Rewrite the records below from the line containing "building in the photo above." through the end of the records, both included. Leave the requests unchanged, multiply every x and y coordinate in the answers by 1.05, round to whole numbers with halves rounded up, and output only those lines.

— Begin —

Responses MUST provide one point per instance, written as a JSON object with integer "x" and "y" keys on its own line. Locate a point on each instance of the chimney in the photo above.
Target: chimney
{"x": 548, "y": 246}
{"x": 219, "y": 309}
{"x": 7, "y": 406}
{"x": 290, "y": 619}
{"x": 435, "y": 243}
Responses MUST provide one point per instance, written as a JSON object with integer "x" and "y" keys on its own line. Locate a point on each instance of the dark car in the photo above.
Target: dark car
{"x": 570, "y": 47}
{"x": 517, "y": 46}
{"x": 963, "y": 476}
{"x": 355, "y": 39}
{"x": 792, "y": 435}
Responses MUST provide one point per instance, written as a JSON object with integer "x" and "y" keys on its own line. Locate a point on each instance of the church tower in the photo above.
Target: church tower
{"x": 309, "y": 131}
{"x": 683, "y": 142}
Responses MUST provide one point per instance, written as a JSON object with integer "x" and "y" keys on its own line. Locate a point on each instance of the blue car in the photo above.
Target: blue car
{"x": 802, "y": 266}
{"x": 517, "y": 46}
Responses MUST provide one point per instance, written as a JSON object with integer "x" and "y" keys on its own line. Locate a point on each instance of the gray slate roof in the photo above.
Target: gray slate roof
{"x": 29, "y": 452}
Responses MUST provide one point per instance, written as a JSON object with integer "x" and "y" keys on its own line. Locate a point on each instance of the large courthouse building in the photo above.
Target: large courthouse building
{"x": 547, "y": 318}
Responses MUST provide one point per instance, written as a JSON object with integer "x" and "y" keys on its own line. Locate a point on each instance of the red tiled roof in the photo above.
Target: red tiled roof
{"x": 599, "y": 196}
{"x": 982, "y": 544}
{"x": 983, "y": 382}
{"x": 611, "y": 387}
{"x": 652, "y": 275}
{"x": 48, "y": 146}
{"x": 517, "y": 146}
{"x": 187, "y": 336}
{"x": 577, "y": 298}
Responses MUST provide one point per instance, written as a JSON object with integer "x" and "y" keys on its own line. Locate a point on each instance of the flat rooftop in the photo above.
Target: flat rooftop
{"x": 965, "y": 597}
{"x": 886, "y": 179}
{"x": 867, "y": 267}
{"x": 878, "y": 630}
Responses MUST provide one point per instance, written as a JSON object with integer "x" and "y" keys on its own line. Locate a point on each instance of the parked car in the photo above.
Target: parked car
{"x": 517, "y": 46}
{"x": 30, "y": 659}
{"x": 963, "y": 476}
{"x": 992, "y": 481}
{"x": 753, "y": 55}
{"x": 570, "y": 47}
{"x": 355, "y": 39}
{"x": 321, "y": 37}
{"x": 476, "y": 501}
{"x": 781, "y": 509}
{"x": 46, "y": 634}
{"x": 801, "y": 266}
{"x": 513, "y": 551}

— End —

■ **Solution for this task**
Responses MUST provide one point per instance, written as a JSON object with integer "x" and "y" keys on its own line. Locate a point on each instance of the large courthouse building in the photo above.
Target: large courthouse building
{"x": 574, "y": 334}
Responses MUST provide one point per instance, written as a JSON object with integer "x" and "y" keys on its own line. Locate a point on each instance of the red tiled roof in the photo above.
Target: red tiled roof
{"x": 629, "y": 206}
{"x": 1031, "y": 571}
{"x": 1032, "y": 401}
{"x": 642, "y": 406}
{"x": 685, "y": 289}
{"x": 50, "y": 153}
{"x": 543, "y": 153}
{"x": 196, "y": 353}
{"x": 606, "y": 313}
Responses MUST provide one point per instance, written as a JSON object with integer "x" and "y" keys on its own line. Locate a point on each instance of the flat rooftop in the photo above.
Target: flat rooftop
{"x": 1013, "y": 627}
{"x": 930, "y": 188}
{"x": 910, "y": 280}
{"x": 922, "y": 662}
Responses MUST provide one point per instance, written as a JSON object with integer "x" and "y" keys on its own line. Locate a point on each instance of the parked car in the photo above.
Target: parked car
{"x": 543, "y": 48}
{"x": 32, "y": 692}
{"x": 1011, "y": 500}
{"x": 1042, "y": 505}
{"x": 791, "y": 58}
{"x": 599, "y": 49}
{"x": 373, "y": 41}
{"x": 337, "y": 39}
{"x": 500, "y": 526}
{"x": 820, "y": 534}
{"x": 48, "y": 666}
{"x": 841, "y": 279}
{"x": 539, "y": 579}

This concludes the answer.